• _Extrait fourni_:
★ ★ ★ ★ ★ ★ ★

2. Ce développement et l’accélération exponentielle des capacités
de transmission sur le réseau ont mis un terme à la concentration
du pouvoir d’information et ont modifié le paradigme de la communication. L’espace
public a été élargi et la Toile est devenue un immense champ sans
frontières, véritable agora globale où tout individu peut chercher
et échanger des informations, partager ses connaissances, s’exprimer
sur tout sujet, et s’engager pour une idée ou une cause.
3. Les bouleversements apportés par internet changent la relation
entre monde politique et citoyens, et l’équilibre entre démocratie
représentative et démocratie directe. Ils imposent de s’interroger
sur les nouvelles opportunités qui s’ouvrent pour une démocratie
plus forte et dynamique, mais aussi sur les nouveaux dangers qui
peuvent l’affaiblir, et sur le rôle qu’ont dans ce contexte les
législateurs.
4. Internet facilite la mobilisation des citoyens et assure à
leurs actions une visibilité renforcée. Il a aussi profondément
modifié la communication institutionnelle et l’articulation des
relations entre électeurs et forces politiques, ainsi qu’entre citoyens,
élus et administrations. Plus généralement, il a enrichi les possibilités
de participation à la vie politique. Internet est donc un élément
essentiel de la démocratie moderne et les institutions politiques
doivent tenir compte du foisonnement d’initiatives de participation
citoyenne qui prennent forme sur le web.
5. Les progrès en matière de technologies de communication permettront
à l’avenir d’utiliser le vote électronique pour développer les mécanismes
traditionnels de la démocratie. Ce processus devrait être graduel.
6. Toutefois, l’Assemblée ne croit pas que, dans le monde complexe
d’aujourd’hui, il soit possible de remplacer la représentation politique
issue du suffrage universel par un quelconque modèle fondé essentiellement
sur des processus de démocratie directe par voie électronique, et
ce même à supposer que tous aient accès aux procédures de consultation
et de vote par internet, et que l’on puisse trouver une réponse adéquate
aux problèmes qui freinent la généralisation du vote électronique.
7. La définition et la mise en œuvre des politiques exigent des
choix à long terme, qui appellent des négociations complexes et
mettent en jeu des intérêts conflictuels difficiles à pondérer;
cette complexité n’est pas appréhendée suffisamment dans les processus
décisionnels sur la Toile, qui doivent nécessairement simplifier
le contenu des discussions. Les politiques publiques exigent aussi
une cohérence interne et une coordination auxquelles la fragmentation
du processus décisionnel sur le web opposerait des obstacles infranchissables.
8. Enfin, dans un tel système, ceux – avec plus de moyens et
en petit nombre, forcément – qui dicteraient de fait les décisions
finales ne seraient ni connus, ni tenus de répondre de ces décisions,
et exerceraient donc un pouvoir à la fois sans légitimation et sans
responsabilité. Dans ce cas, on ne peut plus parler de démocratie.

★ ★ ★ ★ ★ ★ ★

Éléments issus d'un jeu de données

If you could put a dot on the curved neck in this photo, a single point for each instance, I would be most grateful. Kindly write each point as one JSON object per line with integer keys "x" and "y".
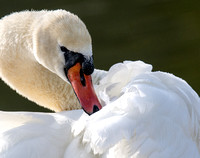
{"x": 20, "y": 70}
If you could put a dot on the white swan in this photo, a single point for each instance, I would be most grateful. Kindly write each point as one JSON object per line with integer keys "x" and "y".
{"x": 147, "y": 114}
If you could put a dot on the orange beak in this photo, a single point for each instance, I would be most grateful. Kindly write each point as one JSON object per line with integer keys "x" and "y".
{"x": 83, "y": 88}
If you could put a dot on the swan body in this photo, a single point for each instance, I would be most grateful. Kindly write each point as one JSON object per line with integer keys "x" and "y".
{"x": 153, "y": 114}
{"x": 146, "y": 114}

★ ★ ★ ★ ★ ★ ★

• _Consignes_:
A) D'après l'extrait sur internet et la démocratie, comment le recours au vote électronique devrait-il se mettre en place ?
B) Dans la liste, recopiez les lignes en commençant à celle qui contient « If you could put a dot on the white » et en allant jusqu'à la fin de la liste, consignes comprises. Décalez de 96 chaque coordonnée figurant dans les réponses.

• _Réponses par tâche_:
A) De manière graduelle.

B)
If you could put a dot on the white swan in this photo, a single point for each instance, I would be most grateful. Kindly write each point as one JSON object per line with integer keys "x" and "y".
{"x": 243, "y": 210}
If you could put a dot on the orange beak in this photo, a single point for each instance, I would be most grateful. Kindly write each point as one JSON object per line with integer keys "x" and "y".
{"x": 179, "y": 184}
If you could put a dot on the swan body in this photo, a single point for each instance, I would be most grateful. Kindly write each point as one JSON object per line with integer keys "x" and "y".
{"x": 249, "y": 210}
{"x": 242, "y": 210}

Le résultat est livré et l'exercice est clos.